━━━━━ DATASET EXTRACT

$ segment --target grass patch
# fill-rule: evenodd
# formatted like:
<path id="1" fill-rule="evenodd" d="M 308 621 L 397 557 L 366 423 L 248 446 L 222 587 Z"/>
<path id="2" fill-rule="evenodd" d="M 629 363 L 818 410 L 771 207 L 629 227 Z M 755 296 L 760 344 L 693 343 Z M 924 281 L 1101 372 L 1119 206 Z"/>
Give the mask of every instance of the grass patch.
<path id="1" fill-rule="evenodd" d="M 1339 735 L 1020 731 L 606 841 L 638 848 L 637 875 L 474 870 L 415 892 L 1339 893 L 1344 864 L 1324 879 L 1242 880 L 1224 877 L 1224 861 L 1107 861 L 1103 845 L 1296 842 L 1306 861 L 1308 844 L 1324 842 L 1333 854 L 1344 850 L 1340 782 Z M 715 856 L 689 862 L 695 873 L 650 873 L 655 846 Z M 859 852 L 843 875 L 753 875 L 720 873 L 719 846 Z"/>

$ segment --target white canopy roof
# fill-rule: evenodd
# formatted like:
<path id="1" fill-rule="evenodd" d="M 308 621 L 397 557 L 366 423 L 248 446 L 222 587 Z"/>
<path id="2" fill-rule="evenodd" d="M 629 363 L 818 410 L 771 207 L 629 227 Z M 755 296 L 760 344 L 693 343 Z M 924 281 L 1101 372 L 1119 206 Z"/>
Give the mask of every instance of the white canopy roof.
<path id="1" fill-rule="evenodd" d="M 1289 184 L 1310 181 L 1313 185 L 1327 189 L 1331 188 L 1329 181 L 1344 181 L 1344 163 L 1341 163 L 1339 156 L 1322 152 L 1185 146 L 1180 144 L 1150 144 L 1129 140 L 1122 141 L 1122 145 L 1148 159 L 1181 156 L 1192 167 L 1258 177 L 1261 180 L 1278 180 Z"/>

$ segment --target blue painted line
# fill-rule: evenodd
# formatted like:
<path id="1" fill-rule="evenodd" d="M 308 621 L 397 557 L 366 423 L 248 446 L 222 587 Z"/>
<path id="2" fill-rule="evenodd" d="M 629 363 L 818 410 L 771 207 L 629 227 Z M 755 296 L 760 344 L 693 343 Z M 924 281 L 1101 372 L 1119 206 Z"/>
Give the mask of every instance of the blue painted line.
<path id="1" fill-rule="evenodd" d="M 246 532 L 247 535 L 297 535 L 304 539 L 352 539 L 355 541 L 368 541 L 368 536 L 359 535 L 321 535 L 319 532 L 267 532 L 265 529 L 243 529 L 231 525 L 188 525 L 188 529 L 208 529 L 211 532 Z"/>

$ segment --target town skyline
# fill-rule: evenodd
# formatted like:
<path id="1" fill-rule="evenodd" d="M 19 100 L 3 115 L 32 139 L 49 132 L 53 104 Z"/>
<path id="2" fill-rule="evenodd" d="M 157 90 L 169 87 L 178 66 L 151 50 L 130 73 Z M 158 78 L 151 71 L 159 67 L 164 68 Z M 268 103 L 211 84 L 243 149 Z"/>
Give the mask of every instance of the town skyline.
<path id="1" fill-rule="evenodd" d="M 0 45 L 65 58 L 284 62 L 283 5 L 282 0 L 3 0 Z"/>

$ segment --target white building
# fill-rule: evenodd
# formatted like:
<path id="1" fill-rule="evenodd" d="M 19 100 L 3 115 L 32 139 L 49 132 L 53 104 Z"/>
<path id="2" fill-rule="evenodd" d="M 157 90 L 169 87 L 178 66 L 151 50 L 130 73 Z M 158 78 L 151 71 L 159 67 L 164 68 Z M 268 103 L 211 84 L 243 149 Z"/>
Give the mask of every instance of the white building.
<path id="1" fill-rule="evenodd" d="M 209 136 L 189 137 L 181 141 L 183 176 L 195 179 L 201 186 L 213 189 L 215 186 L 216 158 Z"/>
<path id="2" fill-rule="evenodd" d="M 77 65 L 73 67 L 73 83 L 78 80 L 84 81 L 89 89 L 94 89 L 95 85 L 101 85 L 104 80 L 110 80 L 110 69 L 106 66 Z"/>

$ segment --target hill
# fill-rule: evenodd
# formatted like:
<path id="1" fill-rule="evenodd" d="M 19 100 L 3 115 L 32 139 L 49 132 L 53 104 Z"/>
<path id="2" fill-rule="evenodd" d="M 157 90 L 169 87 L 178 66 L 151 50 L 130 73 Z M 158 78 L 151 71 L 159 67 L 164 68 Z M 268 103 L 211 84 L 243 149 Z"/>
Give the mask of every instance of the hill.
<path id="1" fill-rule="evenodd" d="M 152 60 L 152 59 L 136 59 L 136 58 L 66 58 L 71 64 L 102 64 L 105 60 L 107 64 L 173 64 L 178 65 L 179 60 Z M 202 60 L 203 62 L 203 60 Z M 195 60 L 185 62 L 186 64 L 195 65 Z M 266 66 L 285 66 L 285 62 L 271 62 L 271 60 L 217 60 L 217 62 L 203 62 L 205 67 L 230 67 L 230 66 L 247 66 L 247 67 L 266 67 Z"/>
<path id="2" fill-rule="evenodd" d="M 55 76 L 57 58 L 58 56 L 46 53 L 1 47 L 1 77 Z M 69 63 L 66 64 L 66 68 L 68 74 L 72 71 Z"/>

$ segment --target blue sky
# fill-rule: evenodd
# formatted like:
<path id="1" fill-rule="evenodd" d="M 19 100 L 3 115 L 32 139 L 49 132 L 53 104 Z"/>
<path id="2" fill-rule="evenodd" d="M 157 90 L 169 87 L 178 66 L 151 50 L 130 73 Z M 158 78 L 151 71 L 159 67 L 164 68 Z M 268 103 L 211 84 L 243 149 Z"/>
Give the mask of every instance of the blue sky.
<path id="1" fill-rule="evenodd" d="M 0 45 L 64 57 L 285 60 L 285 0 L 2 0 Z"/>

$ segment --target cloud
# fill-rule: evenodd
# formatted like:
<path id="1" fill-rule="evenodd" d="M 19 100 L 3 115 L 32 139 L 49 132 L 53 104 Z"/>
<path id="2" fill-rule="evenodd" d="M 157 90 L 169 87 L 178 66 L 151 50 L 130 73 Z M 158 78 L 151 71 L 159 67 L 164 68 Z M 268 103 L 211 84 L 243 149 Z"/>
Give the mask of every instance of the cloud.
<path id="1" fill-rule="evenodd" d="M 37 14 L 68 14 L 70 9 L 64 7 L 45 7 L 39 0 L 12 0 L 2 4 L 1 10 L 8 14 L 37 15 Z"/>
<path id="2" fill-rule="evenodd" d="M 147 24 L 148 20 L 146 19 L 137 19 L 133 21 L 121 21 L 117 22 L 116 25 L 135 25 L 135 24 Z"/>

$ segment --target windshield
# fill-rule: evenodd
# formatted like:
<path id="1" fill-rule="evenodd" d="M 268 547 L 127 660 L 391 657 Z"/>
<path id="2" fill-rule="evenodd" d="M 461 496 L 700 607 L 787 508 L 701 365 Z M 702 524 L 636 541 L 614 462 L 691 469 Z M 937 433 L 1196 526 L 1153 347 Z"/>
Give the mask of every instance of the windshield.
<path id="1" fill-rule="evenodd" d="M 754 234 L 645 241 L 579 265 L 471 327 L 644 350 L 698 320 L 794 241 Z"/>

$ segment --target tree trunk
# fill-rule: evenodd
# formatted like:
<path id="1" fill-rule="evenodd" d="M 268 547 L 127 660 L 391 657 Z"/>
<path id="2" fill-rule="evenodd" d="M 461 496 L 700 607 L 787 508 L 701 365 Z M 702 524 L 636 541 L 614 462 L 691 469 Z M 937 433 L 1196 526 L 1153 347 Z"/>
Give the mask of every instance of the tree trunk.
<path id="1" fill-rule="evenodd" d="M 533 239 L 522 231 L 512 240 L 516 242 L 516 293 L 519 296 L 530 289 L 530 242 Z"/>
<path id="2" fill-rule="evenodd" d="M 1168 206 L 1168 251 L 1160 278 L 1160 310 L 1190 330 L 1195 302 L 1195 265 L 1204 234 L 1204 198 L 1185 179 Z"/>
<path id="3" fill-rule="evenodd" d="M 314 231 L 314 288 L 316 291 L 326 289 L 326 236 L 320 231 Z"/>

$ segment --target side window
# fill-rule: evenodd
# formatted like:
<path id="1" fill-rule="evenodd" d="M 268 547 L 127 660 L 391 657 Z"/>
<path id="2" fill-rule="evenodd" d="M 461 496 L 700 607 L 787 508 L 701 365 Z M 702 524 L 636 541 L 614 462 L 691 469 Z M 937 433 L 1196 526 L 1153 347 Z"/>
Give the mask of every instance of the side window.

━━━━━━━━━━

### INSTRUCTION
Can you express everything in the data from the line containing "segment --target windshield" down to the line containing "Give the mask of every instance of the windshield." as a JSON list of strings, one per line, leaving out blank lines?

### OUTPUT BELOW
[
  "$ segment --target windshield",
  "# fill-rule: evenodd",
  "# formatted like:",
  "<path id=\"1\" fill-rule=\"evenodd\" d=\"M 268 547 L 127 660 L 391 657 Z\"/>",
  "<path id=\"2\" fill-rule=\"evenodd\" d=\"M 461 496 L 700 607 L 787 508 L 701 365 Z M 702 524 L 636 541 L 614 462 L 691 469 Z M 937 433 L 1196 526 L 1153 347 Z\"/>",
  "Give the mask of every instance of the windshield."
]